Pull out every line of the data that contains the string "figure". Case counts.

> _Entries pointing to labeled objects_
|---|
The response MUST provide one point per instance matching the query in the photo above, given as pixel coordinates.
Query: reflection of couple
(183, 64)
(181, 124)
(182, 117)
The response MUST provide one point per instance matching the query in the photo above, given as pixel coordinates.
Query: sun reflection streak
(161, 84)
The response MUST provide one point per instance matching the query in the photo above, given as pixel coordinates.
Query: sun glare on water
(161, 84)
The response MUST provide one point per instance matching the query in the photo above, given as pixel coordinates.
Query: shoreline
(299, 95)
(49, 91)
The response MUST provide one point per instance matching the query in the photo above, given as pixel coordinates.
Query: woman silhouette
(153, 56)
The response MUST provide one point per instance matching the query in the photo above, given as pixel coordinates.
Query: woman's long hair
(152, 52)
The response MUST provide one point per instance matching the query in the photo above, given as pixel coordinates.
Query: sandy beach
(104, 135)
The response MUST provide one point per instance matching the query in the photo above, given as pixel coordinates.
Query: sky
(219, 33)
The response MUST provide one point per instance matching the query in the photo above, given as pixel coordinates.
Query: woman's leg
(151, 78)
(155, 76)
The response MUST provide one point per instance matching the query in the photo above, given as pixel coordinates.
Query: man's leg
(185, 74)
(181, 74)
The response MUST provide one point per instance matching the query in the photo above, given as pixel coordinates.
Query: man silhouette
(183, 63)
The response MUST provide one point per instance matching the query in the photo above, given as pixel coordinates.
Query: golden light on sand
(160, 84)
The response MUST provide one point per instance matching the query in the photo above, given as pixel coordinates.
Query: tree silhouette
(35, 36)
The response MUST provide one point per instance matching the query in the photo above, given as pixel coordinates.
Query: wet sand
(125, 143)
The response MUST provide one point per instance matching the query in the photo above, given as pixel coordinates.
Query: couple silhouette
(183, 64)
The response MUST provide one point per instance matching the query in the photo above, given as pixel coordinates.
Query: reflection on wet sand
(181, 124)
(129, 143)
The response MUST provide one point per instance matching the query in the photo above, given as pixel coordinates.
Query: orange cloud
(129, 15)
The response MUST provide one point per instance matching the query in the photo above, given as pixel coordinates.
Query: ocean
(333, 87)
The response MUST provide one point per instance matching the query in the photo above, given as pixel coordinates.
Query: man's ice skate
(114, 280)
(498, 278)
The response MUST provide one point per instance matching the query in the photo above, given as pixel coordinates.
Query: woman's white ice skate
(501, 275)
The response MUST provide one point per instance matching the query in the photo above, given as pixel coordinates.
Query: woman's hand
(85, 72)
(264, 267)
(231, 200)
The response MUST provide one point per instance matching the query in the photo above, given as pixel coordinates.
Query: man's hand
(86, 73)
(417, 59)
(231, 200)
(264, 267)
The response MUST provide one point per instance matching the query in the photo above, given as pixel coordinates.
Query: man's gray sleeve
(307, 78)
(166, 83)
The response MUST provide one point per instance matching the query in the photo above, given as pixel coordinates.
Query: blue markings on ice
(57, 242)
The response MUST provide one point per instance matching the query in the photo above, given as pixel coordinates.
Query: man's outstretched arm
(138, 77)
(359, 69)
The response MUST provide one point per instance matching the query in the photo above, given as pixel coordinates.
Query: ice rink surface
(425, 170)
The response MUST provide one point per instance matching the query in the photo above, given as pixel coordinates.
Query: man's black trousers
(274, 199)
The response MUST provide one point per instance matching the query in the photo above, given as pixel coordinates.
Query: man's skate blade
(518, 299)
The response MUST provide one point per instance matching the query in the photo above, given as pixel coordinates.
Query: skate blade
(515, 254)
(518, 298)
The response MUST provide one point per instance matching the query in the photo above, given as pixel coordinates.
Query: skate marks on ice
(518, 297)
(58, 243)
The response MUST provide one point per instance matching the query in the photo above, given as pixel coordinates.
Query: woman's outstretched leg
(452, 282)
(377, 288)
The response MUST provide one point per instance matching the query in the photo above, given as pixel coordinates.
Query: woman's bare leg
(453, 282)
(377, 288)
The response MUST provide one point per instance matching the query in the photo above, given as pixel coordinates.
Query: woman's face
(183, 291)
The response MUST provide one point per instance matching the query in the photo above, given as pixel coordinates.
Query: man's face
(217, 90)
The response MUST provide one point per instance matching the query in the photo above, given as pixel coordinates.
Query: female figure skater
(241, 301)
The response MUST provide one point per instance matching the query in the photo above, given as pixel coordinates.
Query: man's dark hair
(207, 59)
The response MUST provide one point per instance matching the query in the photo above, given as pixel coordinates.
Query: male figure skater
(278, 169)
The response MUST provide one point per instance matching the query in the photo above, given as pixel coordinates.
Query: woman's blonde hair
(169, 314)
|---|
> _ANSWER TO THE TASK_
Query: female figure skater
Query: male figure skater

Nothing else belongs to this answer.